● **Given problem 1**
Count the lines in the entries below that contain the string "fleshy", treating case as significant. Reply with the number alone.

● **Source passage**
# BANG TX... Cedar Creek, Feb 20



## russ010 (Feb 3, 2010)

Come out and join us for our next tournament. We had a good showing at Lathem, and I think we may have another boat or 2 join us there. This is a membership tx ($25 per person) and the tourney fees are $20 per boat, and $5 per person for big fish - 100% payout.

Cedar Creek reminds me a lot of Lathem, only half the size. It's dang near a spitting image of it.

http://www.bassanglersofnorthgeorgia.com

Directions to Cedar Creek - 

Click on "Get Directions" in the top left of the page, then just add your address in the first line, then copy these coordinates  34.321820, -83.720665 into the "B" field. It should take you straight to the ramp. You can zoom in and out of the map to see the whole lake

http://maps.google.com/?ie=UTF8&ll=34.33075,-83.71964&spn=0.02619,0.055747&t=h&z=15

Let me know who is in...

1. Russ & Chris
2. Dale & Jeff
3. Isaac & Joey
4. Alan
5. Kevin & Ben
6. Tim & Billy
7. Tyler & Shawn
8. Preston & Jessica
9. Leonard & Anthony - back in
10. Jack
11. Jeff C. & David
12. Don + Mike


----------



## tfos (Feb 3, 2010)

As far as i know billy and i are in


----------



## Bugpac (Feb 3, 2010)

Russ, I am there, I fished with Jack today And as far as I know he is there in his boat as well... Im hitting it next week to see what its like...


----------



## turkeyhunter835 (Feb 3, 2010)

see you there


----------



## lizard drager (Feb 3, 2010)

yah come on


----------



## Broncoxlt (Feb 3, 2010)

See ya there


----------



## cetaws6 (Feb 3, 2010)

we'll be there. hitting it up this weekend


----------



## russ010 (Feb 3, 2010)

Bugpac said:


> Russ, I am there, I fished with Jack today And as far as I know he is there in his boat as well... Im hitting it next week to see what its like...



both of you are fishing in separate boats?


----------



## Bugpac (Feb 3, 2010)

He just said he was gonna fish it, I dont know who is gonna fish with me, I got a cpl fellers wanting to...

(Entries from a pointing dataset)
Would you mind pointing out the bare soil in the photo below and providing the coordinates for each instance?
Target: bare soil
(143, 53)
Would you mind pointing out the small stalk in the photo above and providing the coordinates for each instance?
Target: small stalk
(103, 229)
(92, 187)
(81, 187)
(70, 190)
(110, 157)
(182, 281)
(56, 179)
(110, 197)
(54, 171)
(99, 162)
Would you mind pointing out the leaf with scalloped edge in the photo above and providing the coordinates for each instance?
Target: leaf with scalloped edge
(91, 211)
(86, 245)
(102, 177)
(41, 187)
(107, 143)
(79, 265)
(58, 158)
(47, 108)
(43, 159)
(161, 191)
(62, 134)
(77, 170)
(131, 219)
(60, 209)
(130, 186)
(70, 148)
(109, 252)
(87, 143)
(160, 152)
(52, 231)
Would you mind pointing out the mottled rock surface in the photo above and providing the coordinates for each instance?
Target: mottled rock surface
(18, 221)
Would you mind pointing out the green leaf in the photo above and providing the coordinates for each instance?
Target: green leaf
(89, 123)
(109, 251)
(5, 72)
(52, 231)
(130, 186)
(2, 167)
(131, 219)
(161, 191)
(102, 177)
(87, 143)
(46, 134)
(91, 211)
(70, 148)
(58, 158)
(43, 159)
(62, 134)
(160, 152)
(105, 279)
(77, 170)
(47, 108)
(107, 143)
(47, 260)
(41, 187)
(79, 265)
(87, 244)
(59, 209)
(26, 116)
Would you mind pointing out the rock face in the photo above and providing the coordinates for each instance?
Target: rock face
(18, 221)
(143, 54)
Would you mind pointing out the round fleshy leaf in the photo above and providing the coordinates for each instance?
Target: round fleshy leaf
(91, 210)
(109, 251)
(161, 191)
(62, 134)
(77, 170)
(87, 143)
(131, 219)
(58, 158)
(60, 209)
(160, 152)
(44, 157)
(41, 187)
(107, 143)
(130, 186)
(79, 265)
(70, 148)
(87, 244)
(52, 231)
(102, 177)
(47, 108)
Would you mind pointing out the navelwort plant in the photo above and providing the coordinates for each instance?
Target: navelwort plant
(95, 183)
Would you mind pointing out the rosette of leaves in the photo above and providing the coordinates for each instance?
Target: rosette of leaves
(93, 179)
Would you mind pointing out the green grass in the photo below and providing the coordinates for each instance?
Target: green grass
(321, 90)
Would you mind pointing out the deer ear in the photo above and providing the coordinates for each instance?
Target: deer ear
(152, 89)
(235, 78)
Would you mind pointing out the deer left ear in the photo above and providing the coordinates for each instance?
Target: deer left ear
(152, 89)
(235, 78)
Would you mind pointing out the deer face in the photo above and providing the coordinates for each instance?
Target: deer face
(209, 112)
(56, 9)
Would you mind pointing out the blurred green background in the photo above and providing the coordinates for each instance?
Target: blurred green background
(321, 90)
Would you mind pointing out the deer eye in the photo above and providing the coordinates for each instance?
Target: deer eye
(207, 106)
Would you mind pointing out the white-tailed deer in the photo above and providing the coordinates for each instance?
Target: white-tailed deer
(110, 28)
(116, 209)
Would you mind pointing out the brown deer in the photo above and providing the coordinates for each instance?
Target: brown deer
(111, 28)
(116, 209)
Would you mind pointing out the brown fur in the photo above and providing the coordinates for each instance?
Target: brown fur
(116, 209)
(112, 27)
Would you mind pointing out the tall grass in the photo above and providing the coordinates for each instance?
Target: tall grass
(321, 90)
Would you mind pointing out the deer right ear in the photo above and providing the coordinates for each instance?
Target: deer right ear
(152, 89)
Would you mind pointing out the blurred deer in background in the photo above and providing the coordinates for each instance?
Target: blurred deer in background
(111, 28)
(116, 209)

● **Given problem 2**
Translate this sentence from the forum thread above into Spanish: "Cedar Creek reminds me a lot of Lathem, only half the size."

● **Exercise answer 1**
2

● **Exercise answer 2**
Cedar Creek me recuerda mucho a Lathem, solo que de la mitad del tamaño.